[Start of Exercise material]

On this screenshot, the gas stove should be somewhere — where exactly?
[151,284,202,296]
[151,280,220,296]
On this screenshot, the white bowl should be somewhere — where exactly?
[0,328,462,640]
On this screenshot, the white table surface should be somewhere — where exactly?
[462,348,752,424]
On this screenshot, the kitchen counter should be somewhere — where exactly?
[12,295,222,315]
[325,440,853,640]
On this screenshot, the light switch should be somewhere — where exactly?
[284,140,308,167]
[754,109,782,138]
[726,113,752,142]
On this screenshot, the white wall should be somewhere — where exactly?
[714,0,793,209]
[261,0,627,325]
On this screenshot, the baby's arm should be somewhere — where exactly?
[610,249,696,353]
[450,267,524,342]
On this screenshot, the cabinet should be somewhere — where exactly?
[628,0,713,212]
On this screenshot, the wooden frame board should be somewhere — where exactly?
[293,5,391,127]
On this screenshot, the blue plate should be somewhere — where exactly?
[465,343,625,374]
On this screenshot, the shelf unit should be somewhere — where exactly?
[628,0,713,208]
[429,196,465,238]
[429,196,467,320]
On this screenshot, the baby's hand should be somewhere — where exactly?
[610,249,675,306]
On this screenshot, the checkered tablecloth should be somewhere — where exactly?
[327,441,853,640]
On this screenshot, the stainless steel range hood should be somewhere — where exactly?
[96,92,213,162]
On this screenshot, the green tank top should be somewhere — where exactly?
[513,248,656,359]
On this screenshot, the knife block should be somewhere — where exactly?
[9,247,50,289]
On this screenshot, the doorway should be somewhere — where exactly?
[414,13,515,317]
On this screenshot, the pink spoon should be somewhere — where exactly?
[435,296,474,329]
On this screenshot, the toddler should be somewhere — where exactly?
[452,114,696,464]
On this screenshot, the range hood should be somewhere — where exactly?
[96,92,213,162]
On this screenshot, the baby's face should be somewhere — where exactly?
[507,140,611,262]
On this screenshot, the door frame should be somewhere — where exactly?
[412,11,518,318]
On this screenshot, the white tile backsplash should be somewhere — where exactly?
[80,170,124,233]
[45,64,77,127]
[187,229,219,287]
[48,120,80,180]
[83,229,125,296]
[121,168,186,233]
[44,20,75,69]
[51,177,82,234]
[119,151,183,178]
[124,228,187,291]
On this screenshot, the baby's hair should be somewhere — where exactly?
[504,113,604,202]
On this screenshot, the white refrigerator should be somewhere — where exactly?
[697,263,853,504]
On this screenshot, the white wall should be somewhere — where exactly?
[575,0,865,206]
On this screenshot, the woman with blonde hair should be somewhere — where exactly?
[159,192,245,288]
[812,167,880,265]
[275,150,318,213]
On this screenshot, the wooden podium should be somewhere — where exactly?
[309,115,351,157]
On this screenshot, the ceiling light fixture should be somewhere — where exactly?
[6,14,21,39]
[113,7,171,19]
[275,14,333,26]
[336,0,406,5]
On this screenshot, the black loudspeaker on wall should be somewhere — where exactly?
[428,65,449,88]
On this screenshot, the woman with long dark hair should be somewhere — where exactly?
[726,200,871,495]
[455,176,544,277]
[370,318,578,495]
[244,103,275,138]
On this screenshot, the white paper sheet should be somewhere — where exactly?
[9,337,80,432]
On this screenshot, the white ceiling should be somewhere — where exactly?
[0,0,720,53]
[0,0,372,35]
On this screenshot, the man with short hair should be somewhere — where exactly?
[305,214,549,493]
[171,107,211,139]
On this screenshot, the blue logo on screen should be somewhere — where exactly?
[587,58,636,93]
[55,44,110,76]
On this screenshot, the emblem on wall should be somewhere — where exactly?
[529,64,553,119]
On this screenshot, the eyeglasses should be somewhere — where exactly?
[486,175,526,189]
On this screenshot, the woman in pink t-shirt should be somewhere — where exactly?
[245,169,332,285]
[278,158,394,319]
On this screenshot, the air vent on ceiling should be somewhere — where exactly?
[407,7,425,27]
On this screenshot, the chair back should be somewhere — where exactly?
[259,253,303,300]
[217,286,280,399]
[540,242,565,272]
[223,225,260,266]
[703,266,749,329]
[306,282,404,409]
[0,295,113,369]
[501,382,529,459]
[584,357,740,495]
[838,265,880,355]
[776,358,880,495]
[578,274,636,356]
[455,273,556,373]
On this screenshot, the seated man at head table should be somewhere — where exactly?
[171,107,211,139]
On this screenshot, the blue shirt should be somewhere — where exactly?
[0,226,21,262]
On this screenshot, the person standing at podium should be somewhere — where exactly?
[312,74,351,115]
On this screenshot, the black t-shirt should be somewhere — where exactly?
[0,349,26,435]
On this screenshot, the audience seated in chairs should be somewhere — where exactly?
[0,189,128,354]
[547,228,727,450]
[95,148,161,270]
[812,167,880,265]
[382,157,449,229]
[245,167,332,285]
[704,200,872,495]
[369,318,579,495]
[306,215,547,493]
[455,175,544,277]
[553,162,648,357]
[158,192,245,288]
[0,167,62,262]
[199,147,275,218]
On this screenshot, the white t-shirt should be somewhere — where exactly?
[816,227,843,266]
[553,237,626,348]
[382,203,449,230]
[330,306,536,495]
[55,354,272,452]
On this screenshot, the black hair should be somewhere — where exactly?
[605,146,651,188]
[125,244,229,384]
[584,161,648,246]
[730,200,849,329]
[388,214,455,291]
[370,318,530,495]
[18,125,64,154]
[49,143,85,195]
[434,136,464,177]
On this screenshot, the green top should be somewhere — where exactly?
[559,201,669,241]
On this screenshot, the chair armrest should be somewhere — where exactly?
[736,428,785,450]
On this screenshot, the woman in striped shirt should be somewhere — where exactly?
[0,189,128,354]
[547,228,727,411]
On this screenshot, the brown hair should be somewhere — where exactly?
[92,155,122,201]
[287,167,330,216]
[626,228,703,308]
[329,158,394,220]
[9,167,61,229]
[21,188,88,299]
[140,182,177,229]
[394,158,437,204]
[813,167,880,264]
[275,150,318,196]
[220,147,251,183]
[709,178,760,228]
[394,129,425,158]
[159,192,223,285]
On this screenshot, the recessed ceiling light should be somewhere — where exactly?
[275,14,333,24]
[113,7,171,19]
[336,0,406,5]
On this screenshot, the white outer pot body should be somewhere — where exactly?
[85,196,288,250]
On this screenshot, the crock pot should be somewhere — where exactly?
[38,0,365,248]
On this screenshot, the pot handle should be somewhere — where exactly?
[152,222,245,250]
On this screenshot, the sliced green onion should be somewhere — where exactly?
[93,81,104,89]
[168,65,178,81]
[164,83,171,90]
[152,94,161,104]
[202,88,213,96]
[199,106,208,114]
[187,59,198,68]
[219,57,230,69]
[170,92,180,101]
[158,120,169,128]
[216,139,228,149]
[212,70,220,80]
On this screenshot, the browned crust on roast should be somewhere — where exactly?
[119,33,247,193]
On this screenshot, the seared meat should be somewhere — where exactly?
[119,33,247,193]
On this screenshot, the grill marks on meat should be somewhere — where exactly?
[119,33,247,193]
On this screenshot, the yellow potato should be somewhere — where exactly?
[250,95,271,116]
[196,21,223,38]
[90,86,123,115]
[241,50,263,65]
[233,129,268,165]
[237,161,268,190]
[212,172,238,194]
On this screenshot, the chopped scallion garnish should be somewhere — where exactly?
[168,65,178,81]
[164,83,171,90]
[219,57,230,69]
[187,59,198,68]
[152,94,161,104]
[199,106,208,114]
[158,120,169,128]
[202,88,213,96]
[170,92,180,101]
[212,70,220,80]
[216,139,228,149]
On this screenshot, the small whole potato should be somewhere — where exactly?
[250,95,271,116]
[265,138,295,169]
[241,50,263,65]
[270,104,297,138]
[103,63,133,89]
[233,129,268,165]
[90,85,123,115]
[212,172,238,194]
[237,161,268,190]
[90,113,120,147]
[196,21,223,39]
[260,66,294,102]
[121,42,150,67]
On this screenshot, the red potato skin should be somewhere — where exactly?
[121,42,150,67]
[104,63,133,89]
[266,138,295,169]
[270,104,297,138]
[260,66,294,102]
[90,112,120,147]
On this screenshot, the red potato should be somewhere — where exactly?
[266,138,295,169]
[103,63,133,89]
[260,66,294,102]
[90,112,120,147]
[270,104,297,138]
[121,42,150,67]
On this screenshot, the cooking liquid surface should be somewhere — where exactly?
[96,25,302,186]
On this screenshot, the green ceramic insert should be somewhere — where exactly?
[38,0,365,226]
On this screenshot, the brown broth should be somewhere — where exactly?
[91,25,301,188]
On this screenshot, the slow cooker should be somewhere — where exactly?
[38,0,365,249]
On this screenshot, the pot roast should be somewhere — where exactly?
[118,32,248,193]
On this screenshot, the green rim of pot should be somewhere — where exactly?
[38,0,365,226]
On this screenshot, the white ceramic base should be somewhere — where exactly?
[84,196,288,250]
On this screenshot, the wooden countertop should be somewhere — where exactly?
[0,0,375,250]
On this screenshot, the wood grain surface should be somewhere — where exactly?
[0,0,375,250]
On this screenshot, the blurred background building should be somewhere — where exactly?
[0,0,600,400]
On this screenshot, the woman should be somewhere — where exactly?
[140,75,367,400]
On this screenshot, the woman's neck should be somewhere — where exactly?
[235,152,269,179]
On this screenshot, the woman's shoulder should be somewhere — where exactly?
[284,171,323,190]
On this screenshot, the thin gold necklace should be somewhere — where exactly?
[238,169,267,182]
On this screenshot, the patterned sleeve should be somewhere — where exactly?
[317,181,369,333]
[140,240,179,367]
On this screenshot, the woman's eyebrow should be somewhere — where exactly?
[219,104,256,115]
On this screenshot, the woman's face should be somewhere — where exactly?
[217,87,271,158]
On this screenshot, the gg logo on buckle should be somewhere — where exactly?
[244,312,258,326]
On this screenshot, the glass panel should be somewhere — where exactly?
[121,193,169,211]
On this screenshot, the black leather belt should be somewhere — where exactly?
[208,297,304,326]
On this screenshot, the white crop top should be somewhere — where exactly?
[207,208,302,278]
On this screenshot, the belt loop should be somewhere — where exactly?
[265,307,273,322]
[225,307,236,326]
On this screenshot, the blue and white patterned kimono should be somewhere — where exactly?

[End of Exercise material]

Exercise details:
Output everything from the start of the items down to the line containing "[261,0,627,325]" as a two-column CSV with the header text,answer. Give one row per item, with its text in the first column and its answer in the second, each in a single quoted field with any line breaks turned into spaces.

Expected output:
text,answer
"On this screenshot, the gas stove should be somewhere — where exactly?","[151,284,202,296] [151,280,220,296]"
"On this screenshot, the white bowl should be somewhere — where exactly?","[0,328,462,640]"
"On this screenshot, the white table surface should be somewhere — where exactly?","[462,348,752,424]"
"On this screenshot, the kitchen counter should be somewhere — where exactly?","[12,295,222,315] [325,440,853,640]"
"On this screenshot, the light switch should be somewhere — where exactly?","[284,140,308,167] [754,109,782,138] [726,113,752,142]"
"On this screenshot, the white wall should be somewhere — where exactly?","[714,0,793,209] [261,0,627,325]"